Entradas de dados coletados:
= = = = =

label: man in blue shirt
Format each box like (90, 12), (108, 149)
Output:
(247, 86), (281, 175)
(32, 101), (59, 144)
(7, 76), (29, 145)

= = = = =

Você pode reproduzir todas as entradas acima, linha por linha, sem alterar nada?

Resposta completa:
label: man in blue shirt
Format each box like (90, 12), (108, 149)
Output:
(247, 86), (281, 175)
(32, 101), (59, 144)
(7, 76), (29, 145)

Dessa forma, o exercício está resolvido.